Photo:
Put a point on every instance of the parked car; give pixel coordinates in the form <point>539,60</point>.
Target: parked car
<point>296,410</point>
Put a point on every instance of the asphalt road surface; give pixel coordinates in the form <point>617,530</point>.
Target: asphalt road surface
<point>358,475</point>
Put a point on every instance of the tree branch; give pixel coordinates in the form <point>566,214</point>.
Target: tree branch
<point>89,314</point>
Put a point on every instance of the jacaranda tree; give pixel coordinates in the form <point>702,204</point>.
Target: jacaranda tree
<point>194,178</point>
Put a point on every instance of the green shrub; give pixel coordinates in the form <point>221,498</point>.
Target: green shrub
****************************************
**PROMPT:**
Copy all of the rows above word for word, keeping every line in its original order.

**COMPLETED EXERCISE:**
Photo:
Put a point on every instance of the parked car; give pixel coordinates in the form <point>539,60</point>.
Target: parked car
<point>296,410</point>
Put a point on every instance of the asphalt road surface; give pixel coordinates in the form <point>617,530</point>.
Target: asphalt road surface
<point>358,475</point>
Put a point on every instance of the tree branch; give pixel coordinates in the form <point>566,214</point>.
Target: tree branch
<point>89,314</point>
Put a point on every instance of the jacaranda tree; give pixel coordinates in the form <point>702,204</point>.
Target: jacaranda tree
<point>194,178</point>
Put a point on every instance of the green shrub; give pixel coordinates in the form <point>221,498</point>.
Target: green shrub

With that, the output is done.